(Position annotation records)
#####
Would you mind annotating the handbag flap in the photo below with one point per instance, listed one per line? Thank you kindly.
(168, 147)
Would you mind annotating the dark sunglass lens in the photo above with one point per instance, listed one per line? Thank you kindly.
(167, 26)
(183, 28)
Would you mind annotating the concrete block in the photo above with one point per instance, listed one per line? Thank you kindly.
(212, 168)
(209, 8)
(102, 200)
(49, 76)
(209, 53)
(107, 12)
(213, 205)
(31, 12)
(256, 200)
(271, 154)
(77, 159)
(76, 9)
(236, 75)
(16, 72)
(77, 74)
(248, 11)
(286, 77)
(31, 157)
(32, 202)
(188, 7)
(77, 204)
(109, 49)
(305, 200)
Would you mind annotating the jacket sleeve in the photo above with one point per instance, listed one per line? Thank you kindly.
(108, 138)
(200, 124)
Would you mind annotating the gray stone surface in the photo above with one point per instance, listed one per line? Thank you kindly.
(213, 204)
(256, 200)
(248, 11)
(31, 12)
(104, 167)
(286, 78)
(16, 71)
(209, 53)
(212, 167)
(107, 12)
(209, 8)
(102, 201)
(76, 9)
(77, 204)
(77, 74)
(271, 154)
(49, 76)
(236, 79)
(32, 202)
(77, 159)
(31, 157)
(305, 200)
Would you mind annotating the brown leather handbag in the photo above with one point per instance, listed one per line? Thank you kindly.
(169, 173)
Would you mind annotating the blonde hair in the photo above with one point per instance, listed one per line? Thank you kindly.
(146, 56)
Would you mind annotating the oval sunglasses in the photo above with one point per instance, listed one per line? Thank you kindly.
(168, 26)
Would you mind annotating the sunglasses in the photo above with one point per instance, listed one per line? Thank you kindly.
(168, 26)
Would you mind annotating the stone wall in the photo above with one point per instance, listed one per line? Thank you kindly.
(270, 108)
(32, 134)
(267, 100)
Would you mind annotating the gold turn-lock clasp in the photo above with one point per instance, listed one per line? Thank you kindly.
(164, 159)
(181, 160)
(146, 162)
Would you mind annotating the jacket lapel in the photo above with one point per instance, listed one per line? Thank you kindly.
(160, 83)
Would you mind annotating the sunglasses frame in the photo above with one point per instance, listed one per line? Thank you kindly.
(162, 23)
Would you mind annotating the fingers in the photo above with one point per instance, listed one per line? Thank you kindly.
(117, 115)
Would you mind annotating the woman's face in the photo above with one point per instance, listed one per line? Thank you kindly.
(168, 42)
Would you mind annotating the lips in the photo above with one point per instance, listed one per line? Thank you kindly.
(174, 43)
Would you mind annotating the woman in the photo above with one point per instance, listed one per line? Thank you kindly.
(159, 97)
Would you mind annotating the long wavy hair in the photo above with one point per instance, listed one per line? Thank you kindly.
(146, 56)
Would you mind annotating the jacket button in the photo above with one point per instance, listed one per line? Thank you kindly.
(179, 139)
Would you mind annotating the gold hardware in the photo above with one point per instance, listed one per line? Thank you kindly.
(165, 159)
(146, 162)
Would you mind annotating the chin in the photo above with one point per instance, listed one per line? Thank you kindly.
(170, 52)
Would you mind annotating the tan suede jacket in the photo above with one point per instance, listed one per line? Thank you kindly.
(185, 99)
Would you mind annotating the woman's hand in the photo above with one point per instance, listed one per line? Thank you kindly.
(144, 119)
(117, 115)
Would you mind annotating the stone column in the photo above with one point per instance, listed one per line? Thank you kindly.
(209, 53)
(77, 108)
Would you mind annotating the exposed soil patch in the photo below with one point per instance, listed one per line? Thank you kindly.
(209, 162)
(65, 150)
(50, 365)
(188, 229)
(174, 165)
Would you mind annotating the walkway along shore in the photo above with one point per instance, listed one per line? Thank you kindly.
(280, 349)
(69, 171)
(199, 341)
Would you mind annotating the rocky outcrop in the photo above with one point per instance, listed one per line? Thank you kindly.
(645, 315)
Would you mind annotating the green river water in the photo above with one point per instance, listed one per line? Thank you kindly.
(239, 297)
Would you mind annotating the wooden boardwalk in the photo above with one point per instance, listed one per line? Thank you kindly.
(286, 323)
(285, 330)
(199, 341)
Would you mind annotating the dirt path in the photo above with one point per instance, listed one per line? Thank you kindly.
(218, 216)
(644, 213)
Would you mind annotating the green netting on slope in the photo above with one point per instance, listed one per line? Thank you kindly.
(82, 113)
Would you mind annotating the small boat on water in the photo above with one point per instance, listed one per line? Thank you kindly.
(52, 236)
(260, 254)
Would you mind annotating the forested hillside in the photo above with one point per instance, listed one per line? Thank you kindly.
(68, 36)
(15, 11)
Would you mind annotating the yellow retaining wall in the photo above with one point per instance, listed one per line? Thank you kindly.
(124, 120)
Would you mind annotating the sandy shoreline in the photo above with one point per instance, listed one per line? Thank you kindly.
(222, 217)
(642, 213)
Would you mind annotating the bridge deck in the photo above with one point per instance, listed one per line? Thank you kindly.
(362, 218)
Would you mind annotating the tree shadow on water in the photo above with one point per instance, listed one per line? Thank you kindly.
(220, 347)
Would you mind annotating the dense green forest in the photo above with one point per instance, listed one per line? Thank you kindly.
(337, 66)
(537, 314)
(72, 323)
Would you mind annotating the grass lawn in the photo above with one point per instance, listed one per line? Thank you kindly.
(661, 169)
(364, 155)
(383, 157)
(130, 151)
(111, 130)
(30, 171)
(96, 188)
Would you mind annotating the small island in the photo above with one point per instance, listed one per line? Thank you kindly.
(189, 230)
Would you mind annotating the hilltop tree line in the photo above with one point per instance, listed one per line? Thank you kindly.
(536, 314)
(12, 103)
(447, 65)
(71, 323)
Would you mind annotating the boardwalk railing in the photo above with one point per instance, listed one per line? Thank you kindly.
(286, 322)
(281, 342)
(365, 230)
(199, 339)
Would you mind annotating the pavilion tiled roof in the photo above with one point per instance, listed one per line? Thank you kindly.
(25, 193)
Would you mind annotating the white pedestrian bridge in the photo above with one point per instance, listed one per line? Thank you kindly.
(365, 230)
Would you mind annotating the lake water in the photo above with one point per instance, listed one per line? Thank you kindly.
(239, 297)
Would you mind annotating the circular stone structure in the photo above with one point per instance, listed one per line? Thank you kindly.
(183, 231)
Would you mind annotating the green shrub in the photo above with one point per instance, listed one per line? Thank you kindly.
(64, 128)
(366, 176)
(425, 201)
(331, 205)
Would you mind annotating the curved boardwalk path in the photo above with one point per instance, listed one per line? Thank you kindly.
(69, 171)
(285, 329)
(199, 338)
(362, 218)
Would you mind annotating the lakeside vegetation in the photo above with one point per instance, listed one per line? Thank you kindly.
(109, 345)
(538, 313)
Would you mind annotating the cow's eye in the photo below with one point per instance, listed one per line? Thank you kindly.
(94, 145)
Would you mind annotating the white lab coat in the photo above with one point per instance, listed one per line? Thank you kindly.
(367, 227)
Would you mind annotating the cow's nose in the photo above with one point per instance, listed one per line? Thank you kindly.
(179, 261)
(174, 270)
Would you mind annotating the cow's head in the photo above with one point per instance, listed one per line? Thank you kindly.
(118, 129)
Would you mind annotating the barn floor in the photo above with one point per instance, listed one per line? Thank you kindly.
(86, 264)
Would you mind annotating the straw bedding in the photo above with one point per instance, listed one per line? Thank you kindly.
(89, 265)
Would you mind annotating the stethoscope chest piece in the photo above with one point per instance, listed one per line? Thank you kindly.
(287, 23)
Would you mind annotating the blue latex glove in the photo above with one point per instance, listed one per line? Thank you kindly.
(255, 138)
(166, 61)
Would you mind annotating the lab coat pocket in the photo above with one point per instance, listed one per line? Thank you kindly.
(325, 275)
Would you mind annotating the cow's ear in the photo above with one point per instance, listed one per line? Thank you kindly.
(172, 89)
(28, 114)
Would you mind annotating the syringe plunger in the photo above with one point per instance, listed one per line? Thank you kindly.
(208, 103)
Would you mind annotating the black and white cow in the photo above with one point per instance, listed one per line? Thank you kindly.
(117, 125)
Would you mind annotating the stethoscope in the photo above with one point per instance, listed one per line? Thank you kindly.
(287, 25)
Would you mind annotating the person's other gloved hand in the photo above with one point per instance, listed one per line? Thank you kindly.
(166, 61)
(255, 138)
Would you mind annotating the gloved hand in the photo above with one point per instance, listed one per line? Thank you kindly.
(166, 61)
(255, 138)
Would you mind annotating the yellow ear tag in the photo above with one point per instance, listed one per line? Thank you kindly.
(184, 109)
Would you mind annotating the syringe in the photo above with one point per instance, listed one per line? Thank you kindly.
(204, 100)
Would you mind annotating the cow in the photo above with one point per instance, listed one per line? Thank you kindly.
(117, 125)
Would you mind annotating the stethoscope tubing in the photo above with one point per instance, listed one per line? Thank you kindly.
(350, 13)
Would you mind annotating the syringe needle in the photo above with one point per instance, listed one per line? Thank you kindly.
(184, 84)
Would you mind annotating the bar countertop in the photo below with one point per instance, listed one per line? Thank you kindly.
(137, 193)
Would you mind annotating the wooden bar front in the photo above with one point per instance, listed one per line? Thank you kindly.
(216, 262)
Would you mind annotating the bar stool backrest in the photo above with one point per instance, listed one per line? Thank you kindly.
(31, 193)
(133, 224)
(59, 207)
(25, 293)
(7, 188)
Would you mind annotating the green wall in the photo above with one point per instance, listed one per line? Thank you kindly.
#####
The request - Only the lines from the one that contains "Would you mind annotating the syringe in" through the last line should be repeated, each exactly as it stands, with both ends included.

Exercise output -
Would you mind annotating the syringe in the photo above with one point per instance, listed one per line? Thank you kindly.
(204, 100)
Would you mind annotating the cow in the photo above with one point per instance, listed one per line? Thank you kindly.
(117, 125)
Would you mind annotating the stethoscope tubing in the photo above with one point per instance, listed one per line? Thank you kindly.
(350, 13)
Would you mind annotating the syringe needle in the photo above with one point per instance, listed one per line? Thank you kindly.
(184, 84)
Would you mind annotating the bar countertop in the photo below with one point per instance, listed one per line? Thank you kindly.
(137, 193)
Would you mind annotating the wooden bar front in the photo above with one point per instance, listed one per line? Thank you kindly.
(216, 262)
Would you mind annotating the bar stool backrest in the photo above with one point per instance, listed one per line? Thank you kindly.
(31, 193)
(133, 224)
(59, 207)
(25, 293)
(7, 188)
Would you mind annotating the green wall in the photo above with one point per instance, listed one per line? Thank you kindly.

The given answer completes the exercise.